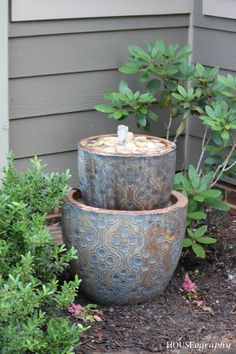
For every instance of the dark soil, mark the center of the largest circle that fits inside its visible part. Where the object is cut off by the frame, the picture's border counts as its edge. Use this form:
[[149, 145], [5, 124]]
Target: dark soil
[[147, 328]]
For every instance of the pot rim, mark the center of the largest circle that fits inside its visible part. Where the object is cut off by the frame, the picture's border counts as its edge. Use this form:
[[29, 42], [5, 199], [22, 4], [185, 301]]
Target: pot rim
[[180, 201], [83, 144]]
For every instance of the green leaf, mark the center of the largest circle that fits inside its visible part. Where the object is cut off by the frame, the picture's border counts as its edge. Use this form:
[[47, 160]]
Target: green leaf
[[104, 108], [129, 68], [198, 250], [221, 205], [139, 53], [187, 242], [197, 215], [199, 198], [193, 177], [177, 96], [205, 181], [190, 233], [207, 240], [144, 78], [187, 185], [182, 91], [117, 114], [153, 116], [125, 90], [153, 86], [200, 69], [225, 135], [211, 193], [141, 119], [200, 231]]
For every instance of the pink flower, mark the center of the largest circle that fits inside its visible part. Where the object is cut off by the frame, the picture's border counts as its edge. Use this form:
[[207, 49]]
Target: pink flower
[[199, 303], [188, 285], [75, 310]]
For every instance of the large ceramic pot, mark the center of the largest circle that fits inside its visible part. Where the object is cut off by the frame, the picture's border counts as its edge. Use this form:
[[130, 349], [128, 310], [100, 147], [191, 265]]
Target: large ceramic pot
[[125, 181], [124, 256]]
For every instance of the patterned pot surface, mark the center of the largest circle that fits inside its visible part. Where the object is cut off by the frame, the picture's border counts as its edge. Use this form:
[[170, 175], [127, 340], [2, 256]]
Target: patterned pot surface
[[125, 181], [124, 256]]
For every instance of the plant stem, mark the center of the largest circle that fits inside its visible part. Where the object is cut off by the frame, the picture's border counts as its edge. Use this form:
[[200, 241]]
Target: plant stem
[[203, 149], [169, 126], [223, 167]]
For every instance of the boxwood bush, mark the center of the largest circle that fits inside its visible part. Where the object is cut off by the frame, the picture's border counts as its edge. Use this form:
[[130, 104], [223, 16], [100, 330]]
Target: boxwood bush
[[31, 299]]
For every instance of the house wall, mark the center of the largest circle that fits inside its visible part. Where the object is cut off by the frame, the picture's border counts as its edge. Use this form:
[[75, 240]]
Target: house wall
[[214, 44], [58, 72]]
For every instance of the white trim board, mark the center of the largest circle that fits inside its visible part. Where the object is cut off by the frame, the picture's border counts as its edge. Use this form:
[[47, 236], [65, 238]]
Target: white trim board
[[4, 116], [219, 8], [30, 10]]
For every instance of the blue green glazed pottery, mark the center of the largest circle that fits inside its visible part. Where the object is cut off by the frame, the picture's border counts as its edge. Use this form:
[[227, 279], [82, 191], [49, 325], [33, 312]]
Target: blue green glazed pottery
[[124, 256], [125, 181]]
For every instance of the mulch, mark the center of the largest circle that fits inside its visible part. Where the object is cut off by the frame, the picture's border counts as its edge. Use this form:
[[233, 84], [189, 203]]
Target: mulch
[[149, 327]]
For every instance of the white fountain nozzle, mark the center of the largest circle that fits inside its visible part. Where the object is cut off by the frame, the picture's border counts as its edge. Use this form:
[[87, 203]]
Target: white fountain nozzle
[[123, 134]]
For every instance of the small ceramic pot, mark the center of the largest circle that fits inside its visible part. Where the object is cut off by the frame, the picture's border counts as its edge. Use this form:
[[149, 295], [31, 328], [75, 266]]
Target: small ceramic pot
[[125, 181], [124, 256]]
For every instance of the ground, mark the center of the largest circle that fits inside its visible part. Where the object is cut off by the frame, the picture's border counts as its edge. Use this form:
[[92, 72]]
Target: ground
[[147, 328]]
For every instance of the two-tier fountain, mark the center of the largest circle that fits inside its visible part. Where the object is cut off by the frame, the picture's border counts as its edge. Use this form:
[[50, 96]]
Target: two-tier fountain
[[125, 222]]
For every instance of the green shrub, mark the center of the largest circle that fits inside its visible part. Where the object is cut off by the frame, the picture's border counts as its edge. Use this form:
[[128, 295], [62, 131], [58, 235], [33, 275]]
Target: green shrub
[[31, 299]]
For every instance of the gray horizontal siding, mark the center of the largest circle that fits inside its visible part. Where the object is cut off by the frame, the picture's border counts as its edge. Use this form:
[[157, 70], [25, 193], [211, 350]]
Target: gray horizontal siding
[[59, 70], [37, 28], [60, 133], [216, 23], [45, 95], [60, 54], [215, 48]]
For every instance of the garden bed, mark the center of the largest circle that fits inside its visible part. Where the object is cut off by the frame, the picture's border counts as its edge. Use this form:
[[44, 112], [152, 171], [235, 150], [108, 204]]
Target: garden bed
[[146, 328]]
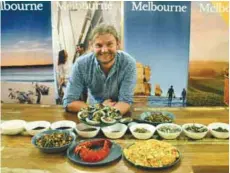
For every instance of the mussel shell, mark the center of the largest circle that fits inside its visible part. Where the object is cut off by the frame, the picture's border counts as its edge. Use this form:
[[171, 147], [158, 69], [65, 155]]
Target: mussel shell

==

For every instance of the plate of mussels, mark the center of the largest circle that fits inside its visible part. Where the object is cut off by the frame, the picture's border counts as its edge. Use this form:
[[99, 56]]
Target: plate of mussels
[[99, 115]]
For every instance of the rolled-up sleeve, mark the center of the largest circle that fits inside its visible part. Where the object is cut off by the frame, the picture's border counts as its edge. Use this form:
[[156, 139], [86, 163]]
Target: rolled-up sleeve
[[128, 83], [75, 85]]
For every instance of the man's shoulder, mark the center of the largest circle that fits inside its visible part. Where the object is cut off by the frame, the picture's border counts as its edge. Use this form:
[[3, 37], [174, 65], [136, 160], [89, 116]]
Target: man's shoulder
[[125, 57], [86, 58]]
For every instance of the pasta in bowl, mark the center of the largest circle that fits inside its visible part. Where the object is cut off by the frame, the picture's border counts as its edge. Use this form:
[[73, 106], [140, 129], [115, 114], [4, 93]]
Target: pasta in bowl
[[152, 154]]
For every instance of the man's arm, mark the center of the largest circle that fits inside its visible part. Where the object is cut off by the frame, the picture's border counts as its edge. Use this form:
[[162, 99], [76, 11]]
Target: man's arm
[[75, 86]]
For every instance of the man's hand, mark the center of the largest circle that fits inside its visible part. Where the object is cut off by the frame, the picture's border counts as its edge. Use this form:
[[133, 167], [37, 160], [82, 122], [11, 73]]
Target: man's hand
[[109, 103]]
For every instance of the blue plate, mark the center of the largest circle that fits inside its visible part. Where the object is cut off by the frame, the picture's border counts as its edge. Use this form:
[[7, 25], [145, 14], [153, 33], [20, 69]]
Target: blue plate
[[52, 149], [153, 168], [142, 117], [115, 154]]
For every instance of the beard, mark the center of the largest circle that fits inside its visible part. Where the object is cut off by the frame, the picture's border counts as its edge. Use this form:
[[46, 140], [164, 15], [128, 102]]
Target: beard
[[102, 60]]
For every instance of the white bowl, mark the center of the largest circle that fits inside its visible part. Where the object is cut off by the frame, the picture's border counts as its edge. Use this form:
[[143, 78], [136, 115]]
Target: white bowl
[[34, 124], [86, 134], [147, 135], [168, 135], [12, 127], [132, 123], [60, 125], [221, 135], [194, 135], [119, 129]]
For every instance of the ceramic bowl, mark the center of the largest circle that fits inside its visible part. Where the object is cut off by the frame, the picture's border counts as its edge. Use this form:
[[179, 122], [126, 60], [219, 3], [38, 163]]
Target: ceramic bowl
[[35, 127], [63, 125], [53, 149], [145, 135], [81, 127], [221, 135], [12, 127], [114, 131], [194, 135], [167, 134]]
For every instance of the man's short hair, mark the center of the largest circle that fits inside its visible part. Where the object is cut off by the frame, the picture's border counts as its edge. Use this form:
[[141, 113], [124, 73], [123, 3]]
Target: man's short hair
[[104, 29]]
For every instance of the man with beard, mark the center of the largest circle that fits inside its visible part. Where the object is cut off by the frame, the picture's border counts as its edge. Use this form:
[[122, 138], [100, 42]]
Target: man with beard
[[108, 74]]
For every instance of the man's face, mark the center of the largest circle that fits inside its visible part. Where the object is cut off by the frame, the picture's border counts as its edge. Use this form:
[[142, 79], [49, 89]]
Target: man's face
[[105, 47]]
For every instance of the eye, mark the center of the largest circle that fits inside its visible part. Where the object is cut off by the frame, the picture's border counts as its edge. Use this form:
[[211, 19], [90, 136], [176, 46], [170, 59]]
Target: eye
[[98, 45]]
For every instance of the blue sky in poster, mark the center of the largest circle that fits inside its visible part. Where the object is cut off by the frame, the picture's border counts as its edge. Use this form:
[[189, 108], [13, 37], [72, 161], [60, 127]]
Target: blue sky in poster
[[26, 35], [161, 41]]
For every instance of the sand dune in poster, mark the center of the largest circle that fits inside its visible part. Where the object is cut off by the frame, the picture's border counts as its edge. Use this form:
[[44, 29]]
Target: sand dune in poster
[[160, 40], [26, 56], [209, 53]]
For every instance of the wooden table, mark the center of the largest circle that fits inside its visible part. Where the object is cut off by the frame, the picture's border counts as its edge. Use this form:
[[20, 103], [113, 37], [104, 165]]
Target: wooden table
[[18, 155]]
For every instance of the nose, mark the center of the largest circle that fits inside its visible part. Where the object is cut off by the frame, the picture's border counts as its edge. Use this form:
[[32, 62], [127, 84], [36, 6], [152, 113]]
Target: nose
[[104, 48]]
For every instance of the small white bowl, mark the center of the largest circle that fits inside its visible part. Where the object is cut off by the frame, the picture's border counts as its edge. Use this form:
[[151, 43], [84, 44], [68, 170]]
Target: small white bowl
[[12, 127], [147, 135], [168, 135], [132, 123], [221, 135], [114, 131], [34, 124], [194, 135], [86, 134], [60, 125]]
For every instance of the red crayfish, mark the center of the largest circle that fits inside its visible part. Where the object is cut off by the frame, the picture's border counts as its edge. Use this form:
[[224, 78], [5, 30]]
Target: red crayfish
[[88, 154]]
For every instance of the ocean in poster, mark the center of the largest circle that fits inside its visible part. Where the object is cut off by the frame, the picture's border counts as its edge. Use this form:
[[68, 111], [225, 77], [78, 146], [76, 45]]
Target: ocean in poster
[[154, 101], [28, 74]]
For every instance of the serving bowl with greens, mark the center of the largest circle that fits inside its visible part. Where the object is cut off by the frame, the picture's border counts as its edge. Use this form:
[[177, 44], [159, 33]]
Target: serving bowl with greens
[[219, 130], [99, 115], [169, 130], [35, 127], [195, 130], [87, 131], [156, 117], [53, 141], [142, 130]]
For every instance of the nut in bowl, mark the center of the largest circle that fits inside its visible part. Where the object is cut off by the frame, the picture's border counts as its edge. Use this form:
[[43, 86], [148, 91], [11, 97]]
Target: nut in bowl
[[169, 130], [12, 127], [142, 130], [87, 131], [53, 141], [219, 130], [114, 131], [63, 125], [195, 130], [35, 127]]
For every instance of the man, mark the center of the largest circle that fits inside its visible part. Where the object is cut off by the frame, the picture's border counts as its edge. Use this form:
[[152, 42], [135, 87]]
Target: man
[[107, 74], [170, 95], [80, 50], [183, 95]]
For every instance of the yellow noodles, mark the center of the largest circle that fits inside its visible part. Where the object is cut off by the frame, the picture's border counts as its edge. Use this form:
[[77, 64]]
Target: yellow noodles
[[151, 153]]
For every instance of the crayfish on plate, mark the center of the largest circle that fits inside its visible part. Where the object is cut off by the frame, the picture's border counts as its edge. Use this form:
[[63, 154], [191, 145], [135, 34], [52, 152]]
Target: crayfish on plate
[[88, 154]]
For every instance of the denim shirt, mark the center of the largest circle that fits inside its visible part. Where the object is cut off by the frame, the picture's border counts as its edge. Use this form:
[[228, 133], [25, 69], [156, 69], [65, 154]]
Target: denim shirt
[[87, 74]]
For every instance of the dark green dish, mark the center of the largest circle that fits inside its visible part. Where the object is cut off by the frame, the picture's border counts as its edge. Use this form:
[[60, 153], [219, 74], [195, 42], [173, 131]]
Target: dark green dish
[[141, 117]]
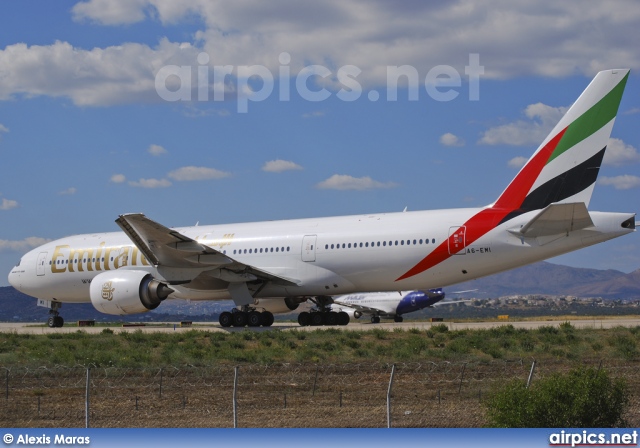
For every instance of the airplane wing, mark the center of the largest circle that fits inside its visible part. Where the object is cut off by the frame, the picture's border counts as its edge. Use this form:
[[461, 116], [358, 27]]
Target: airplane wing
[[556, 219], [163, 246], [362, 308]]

▸ GIVEN TASK
Pull out every line of the data above that contains the string "gray". Matching is case-sensitive.

▸ FINAL ANSWER
For every instance of the gray horizontal siding, mark the center of the largest circle that fits inside its visible part. Where the object is cut off by the frame, the picture's border counts as its edge. Use this form:
Target: gray horizontal siding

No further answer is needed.